→ Selected extract:
= Elizabeth Street Common Ground =

Elizabeth Street Common Ground Supportive Housing in Melbourne, Victoria, Australia is a supportive housing project that will provide 161 individuals and families with homes in Elizabeth Street, Melbourne by September 2010.

The project is a partnership between the Victorian government which has provided the majority of capital funding; the Federal Government, which has provided capital funding under the ‘A Place to Call Home’ program; the Victorian Property Fund; Yarra Community Housing, a registered housing association, as owner and landlord; HomeGround Services, a registered housing provider and the support services manager; and construction company Grocon, who are constructing the development at cost. Other partners are providing support through in-kind and pro bono services and funding for support services.

Elizabeth Street Common Ground will be an eleven storey building providing 131 homes based on the Common Ground model of supportive housing and another 30 affordable homes available to families. The building will provide operational offices for partner organisations as well as community facilities for tenants and a green roof garden.

==Supportive Housing==
Elizabeth Street Common Ground Supportive Housing is based on a model of supportive housing known as the Common Ground model. This has been adapted from its original form in the US to suit Melbourne’s particular conditions.

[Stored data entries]
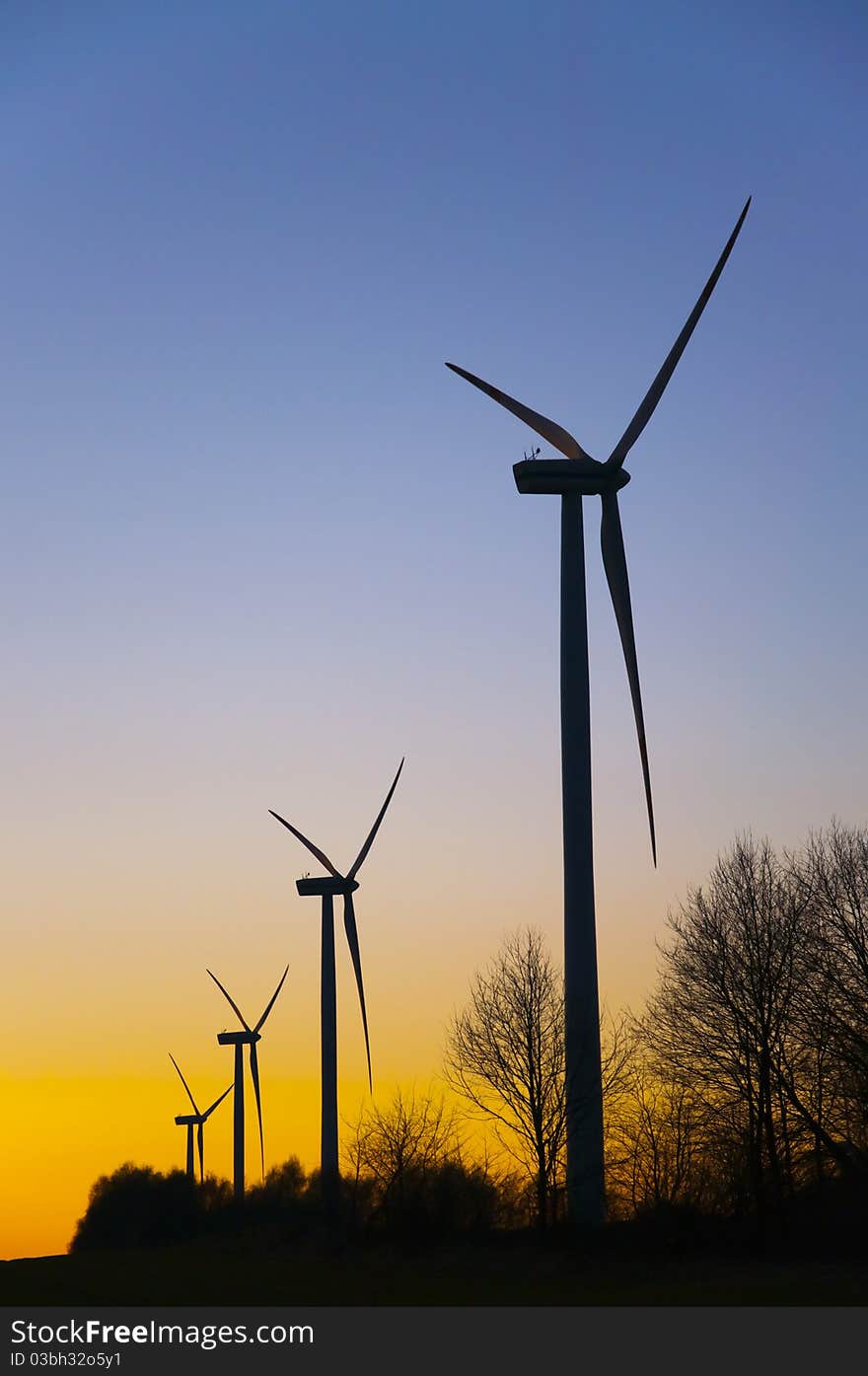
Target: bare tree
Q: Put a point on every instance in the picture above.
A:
(825, 1069)
(505, 1055)
(724, 1007)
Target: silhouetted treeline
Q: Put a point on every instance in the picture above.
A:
(735, 1105)
(747, 1077)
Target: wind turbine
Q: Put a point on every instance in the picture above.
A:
(572, 477)
(195, 1119)
(240, 1039)
(326, 888)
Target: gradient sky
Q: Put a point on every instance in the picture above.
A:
(258, 543)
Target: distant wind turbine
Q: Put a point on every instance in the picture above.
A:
(240, 1039)
(577, 476)
(326, 889)
(198, 1121)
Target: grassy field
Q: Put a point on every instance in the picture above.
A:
(377, 1274)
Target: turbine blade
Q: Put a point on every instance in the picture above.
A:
(656, 389)
(316, 850)
(376, 826)
(270, 1005)
(554, 434)
(231, 1002)
(208, 1112)
(195, 1108)
(258, 1104)
(615, 563)
(352, 941)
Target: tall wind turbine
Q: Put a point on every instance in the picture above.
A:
(250, 1037)
(198, 1121)
(572, 477)
(326, 888)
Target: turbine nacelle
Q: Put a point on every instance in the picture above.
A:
(578, 474)
(588, 477)
(325, 885)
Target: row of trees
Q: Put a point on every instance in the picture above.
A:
(746, 1079)
(740, 1090)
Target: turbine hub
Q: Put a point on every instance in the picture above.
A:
(324, 885)
(568, 474)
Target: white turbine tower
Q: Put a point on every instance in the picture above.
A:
(572, 477)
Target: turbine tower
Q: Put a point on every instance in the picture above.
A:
(326, 888)
(572, 477)
(240, 1039)
(195, 1119)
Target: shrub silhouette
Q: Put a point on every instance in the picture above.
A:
(139, 1207)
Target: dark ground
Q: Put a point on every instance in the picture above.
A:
(505, 1271)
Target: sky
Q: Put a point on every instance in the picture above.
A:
(258, 543)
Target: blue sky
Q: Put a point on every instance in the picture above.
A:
(258, 543)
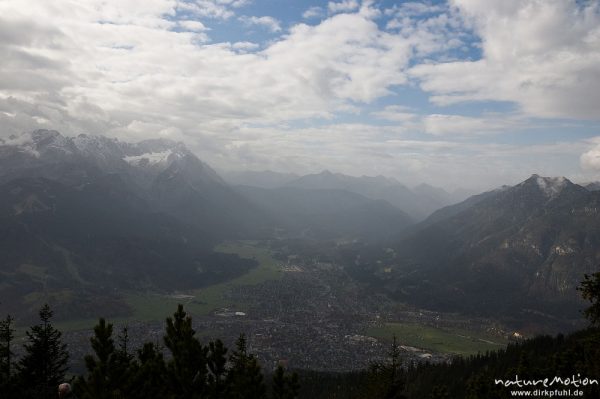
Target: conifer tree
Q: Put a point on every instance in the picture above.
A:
(217, 370)
(285, 385)
(6, 354)
(98, 384)
(244, 379)
(187, 368)
(590, 290)
(44, 364)
(149, 375)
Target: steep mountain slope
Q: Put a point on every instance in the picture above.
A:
(417, 203)
(80, 247)
(164, 173)
(516, 251)
(83, 218)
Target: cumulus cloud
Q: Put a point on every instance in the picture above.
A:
(111, 63)
(458, 125)
(590, 160)
(396, 113)
(141, 69)
(343, 6)
(313, 12)
(543, 56)
(267, 22)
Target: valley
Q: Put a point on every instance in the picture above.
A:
(308, 313)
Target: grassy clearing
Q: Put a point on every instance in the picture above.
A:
(438, 340)
(149, 307)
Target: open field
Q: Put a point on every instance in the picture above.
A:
(151, 306)
(437, 339)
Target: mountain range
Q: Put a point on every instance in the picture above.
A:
(83, 219)
(417, 202)
(517, 251)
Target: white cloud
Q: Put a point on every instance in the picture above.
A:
(133, 65)
(219, 9)
(396, 113)
(313, 12)
(590, 160)
(343, 6)
(544, 56)
(267, 22)
(458, 125)
(194, 26)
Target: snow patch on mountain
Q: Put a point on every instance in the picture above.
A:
(150, 159)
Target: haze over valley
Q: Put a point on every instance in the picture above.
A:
(364, 191)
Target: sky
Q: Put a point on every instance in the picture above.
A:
(458, 93)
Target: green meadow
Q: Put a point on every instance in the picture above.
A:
(458, 342)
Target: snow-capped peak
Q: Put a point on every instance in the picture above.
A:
(151, 158)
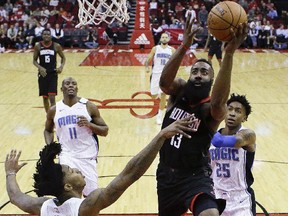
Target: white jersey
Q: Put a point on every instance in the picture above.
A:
(69, 207)
(78, 142)
(232, 178)
(161, 56)
(231, 168)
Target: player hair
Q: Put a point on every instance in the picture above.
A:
(48, 179)
(241, 99)
(46, 29)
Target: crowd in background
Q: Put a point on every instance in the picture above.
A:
(268, 24)
(22, 21)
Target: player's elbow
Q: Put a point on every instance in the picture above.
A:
(105, 131)
(218, 112)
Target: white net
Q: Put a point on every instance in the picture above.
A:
(97, 11)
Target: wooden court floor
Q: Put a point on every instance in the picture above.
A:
(116, 88)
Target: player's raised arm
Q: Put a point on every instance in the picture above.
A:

→ Task directions: Extend the article on Elizabeth Street Common Ground, picking up after its last sentence. Nothing in the material is needed here.

→ Response area:
Common Ground housing aims to provide a safe, secure, affordable and permanent housing option to people who have experienced chronic homelessness. Specifically, the project seeks to reduce the number of chronically homeless in Melbourne by providing a place where services are located on-site and support is provided in relation to mental health services, employment assistance and medical referrals. It is a facility with 24-hour concierge services, providing a permanent home. Each tenant will be linked to specific support services to suit their needs and situation.

Supportive housing has proven to be an effective solution to ending chronic homelessness for people who have high and complex needs and who have struggled to access and maintain housing in the past.

==Common Ground New York==
Elizabeth Street Common Ground Supportive Housing project has connections with Common Ground (NYC).